» WHAT THIS TASK INVOLVES: Copy the entries from the line with "Detection task: locate every mirror" up to and including the line with "403;83;481;167", substituting "kitchen reflection in the mirror" for "mirror reflection of kitchen" and leaving everything else as it is.

**** LISTED RECORDS ****

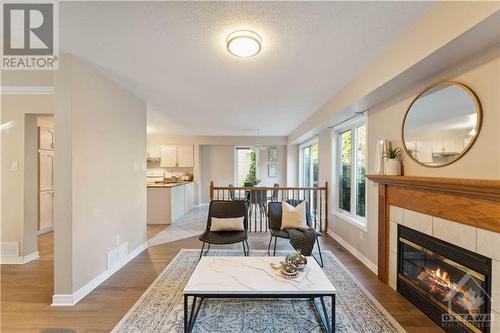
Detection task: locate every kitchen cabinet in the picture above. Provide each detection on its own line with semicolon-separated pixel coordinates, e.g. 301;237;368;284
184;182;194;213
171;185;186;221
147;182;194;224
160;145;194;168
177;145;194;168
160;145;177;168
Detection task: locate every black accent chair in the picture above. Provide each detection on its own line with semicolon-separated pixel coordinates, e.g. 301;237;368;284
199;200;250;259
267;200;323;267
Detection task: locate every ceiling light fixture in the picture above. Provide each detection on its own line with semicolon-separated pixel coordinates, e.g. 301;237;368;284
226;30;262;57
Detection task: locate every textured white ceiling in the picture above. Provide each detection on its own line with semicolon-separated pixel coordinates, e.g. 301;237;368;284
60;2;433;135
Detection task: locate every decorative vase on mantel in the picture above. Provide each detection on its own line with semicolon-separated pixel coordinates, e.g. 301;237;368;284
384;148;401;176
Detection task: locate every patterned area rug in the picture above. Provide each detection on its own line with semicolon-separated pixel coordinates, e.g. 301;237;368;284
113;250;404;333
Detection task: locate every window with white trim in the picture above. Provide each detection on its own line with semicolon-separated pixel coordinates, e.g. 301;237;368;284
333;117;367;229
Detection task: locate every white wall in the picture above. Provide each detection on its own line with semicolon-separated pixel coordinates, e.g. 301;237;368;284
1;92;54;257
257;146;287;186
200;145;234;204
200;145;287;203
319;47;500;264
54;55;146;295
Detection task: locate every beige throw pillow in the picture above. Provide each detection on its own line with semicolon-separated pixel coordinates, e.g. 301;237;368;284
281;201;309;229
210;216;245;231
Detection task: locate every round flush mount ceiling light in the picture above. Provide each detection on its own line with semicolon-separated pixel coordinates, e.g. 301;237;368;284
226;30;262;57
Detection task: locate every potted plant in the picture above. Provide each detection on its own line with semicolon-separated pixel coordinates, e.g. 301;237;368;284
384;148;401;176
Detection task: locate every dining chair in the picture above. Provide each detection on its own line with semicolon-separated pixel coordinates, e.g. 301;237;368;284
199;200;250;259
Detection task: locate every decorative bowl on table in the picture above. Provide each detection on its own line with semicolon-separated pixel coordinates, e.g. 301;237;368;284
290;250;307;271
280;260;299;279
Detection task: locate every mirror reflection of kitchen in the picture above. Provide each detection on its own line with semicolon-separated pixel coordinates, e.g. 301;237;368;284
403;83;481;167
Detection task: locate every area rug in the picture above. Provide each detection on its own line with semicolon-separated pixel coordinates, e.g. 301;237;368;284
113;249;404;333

****
**** LISTED RECORDS ****

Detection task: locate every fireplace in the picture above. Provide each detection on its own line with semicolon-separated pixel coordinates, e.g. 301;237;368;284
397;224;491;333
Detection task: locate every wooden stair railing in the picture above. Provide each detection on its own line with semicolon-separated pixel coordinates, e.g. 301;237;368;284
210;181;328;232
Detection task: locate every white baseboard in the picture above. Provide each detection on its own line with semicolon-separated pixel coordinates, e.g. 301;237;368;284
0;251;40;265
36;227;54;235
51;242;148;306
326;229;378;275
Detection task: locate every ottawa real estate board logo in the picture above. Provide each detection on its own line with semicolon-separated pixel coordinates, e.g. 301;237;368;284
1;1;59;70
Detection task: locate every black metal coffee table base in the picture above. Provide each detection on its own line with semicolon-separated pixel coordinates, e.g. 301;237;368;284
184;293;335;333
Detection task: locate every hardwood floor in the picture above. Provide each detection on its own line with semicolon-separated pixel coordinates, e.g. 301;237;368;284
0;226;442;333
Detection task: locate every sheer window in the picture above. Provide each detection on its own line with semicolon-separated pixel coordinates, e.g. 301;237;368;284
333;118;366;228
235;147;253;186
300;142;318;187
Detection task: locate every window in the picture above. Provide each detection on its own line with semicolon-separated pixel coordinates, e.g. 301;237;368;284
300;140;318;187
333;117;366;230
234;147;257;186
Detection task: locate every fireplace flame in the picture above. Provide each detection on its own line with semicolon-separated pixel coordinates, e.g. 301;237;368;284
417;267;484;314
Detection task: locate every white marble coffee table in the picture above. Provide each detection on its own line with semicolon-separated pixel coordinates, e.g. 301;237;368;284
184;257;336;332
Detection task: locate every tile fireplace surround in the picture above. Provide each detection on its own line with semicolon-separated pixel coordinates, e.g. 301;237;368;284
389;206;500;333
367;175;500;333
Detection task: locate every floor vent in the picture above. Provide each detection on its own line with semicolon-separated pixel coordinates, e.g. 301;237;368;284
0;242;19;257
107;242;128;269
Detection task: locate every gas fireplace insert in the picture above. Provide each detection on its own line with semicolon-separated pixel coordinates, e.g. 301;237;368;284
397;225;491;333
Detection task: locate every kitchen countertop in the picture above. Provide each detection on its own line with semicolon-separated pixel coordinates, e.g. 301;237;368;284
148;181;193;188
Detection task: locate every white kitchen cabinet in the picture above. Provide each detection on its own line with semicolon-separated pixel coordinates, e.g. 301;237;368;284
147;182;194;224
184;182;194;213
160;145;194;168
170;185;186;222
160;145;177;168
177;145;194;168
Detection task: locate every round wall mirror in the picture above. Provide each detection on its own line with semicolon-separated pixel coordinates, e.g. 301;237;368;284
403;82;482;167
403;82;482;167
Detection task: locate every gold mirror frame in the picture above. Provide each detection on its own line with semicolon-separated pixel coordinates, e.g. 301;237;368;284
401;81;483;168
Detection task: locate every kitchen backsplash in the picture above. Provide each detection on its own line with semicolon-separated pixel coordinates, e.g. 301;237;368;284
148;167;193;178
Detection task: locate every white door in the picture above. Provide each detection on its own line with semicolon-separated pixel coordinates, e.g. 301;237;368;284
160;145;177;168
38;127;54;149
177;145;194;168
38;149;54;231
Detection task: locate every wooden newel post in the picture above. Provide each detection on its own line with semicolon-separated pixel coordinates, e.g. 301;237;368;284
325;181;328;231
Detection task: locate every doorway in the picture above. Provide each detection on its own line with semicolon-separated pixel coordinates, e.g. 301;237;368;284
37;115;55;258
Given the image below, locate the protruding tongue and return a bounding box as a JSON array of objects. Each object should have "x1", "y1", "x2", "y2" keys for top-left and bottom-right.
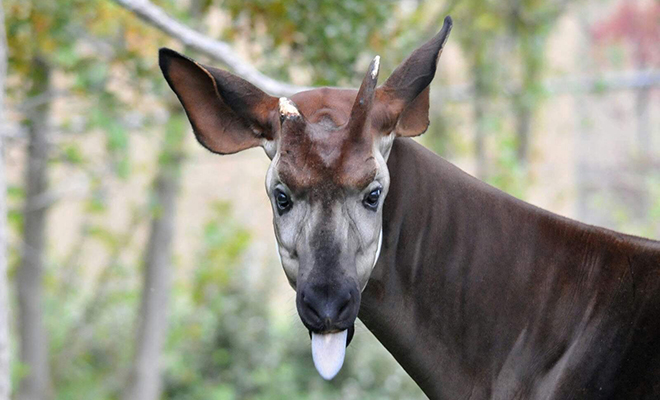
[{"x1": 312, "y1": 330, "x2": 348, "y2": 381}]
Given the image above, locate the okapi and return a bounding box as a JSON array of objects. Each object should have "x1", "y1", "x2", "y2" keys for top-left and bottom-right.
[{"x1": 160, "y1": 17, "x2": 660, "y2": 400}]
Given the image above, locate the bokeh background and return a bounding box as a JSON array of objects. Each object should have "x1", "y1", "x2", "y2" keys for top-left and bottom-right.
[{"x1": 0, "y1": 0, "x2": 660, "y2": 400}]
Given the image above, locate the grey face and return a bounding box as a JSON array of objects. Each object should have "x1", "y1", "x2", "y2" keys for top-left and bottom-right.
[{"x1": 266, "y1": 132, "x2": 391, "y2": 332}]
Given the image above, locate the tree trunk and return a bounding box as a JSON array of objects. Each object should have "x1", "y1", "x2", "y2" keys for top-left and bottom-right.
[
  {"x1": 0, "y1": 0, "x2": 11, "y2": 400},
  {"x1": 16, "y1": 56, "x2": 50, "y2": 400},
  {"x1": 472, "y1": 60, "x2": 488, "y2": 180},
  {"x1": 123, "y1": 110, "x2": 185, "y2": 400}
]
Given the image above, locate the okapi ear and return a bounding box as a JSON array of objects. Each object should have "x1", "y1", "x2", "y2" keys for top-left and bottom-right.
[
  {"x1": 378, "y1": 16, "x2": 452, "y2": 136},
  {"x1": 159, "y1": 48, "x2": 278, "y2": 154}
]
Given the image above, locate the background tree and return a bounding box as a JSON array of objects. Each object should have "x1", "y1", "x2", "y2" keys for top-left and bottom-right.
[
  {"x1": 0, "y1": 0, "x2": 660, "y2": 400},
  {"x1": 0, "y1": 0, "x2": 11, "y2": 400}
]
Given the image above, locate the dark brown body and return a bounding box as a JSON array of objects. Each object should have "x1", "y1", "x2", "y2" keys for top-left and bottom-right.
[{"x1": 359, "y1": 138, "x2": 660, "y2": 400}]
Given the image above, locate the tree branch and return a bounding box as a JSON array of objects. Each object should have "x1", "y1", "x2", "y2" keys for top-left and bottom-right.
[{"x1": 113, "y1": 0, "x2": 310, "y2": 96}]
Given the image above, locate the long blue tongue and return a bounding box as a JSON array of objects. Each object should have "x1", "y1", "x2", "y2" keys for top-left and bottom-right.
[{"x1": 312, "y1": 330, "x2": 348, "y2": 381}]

****
**** LISTED RECORDS ****

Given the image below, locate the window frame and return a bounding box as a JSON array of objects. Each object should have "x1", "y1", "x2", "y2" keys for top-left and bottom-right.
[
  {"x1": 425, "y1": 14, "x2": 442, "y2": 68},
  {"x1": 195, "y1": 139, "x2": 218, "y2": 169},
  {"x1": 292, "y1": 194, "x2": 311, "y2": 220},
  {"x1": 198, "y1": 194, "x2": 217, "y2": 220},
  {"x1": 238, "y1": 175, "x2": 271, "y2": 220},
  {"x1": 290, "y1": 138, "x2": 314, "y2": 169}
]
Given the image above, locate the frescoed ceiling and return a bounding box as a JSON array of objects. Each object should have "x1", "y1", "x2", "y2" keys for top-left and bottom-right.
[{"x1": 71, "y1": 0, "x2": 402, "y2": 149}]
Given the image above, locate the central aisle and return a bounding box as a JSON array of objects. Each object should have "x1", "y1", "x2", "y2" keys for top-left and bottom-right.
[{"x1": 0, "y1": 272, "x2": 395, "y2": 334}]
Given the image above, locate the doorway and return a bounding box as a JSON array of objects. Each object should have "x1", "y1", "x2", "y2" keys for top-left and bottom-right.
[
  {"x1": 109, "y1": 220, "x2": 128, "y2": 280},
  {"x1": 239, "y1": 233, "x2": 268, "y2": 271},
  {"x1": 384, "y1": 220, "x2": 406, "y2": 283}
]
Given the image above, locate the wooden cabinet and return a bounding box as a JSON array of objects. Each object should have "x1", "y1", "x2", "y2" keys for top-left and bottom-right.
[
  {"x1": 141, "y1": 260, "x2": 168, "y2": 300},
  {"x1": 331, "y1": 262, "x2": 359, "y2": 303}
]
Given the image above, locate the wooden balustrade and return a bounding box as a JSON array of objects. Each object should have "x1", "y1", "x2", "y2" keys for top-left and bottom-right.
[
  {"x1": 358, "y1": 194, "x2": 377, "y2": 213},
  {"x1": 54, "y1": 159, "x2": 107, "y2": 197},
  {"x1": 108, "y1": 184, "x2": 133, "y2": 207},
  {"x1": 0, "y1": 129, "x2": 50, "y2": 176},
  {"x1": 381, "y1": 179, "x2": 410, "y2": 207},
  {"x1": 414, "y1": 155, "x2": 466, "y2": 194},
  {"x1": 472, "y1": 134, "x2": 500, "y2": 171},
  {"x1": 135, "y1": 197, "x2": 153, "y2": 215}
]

****

» RESPONSE TO THE TASK:
Detection task: locate every kitchen reflection in the mirror in the picture above. Provide each detection on its own line with semicolon-separated pixel coordinates, e.g. 301;237;368;284
403;83;481;167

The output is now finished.